## [Assignment]
Restate the listing below word for word.
═════ Data listing
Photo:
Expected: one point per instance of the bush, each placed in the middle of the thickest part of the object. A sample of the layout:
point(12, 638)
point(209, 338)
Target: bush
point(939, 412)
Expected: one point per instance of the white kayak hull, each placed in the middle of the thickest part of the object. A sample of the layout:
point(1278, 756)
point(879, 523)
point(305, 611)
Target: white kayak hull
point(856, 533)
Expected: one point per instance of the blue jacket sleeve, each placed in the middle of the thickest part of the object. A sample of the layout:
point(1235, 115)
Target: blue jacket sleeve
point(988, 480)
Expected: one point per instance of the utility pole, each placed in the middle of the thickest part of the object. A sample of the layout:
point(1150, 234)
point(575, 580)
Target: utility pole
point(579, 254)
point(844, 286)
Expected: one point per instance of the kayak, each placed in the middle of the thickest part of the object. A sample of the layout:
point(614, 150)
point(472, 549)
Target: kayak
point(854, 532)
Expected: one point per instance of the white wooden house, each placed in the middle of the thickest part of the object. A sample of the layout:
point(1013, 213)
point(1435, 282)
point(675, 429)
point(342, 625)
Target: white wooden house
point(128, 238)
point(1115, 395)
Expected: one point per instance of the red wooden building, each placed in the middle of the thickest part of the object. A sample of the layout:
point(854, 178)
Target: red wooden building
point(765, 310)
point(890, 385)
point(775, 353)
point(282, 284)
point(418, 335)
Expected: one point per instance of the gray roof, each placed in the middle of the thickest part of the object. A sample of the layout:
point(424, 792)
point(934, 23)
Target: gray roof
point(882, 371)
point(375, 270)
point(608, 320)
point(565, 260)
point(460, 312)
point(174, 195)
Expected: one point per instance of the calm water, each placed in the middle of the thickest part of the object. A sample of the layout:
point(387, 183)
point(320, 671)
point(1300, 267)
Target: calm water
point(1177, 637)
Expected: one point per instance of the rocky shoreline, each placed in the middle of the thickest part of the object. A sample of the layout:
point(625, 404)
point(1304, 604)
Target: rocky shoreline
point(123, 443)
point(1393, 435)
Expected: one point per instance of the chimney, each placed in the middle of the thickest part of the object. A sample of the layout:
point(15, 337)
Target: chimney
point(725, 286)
══════════
## [Expected answer]
Photo:
Expected: one point per instance of the bush, each placed in the middle of the thickest part of the object. A sample of the layout:
point(12, 638)
point(209, 338)
Target: bush
point(939, 412)
Expected: one point per instance of the white kayak hull, each placed in the middle of the thickest part of the object. A sample of the layout:
point(1278, 756)
point(879, 523)
point(305, 611)
Target: white kayak hull
point(856, 533)
Expected: one point per instance of the blue jacket sleeve, each placed in the middle of the thickest part of the object. A sample of the layout:
point(1235, 115)
Target: blue jacket sleeve
point(988, 480)
Expected: one point per instance of the utility pole, each placed in the middle of the thickest part of the object. A sample of the layout:
point(1150, 234)
point(575, 580)
Target: utility pole
point(579, 254)
point(844, 286)
Expected: one point per instance of the kayak, each placed in the middle of the thickest part of the object. A sample of the layout:
point(614, 150)
point(472, 549)
Target: kayak
point(854, 532)
Expected: one point per instance of the white wooden house, each placed in the middle of the thickest part of the object. A sample of the layout:
point(1013, 213)
point(1435, 282)
point(675, 429)
point(342, 625)
Target: white wooden house
point(128, 238)
point(1115, 395)
Expected: one point per instance of the red wooden building, each placed in the middle of the thickest part of the object. A sample of the layout:
point(854, 178)
Target: red wooden building
point(765, 310)
point(890, 385)
point(775, 353)
point(282, 284)
point(418, 335)
Expected: one point per instance of the gray roof, each placed in the middle of the thickest part of the object. A sample of the layout:
point(424, 792)
point(934, 23)
Target: gray roof
point(882, 371)
point(375, 270)
point(608, 320)
point(565, 260)
point(460, 312)
point(174, 195)
Expected: one point per instance of the calm water, each placed in the middle of the thickest part of the object. A sample of the layout:
point(387, 183)
point(320, 671)
point(1300, 267)
Target: calm water
point(1177, 637)
Expected: one point per instance of the rocky shoreline, each placed in the middle of the thickest part of the object. A sample of the layout:
point(625, 404)
point(1304, 604)
Target: rocky shoreline
point(123, 443)
point(1393, 435)
Expected: one point per instance of the chimney, each placed in the middle of the thickest part of the object. A sample of the layout:
point(15, 337)
Target: chimney
point(725, 286)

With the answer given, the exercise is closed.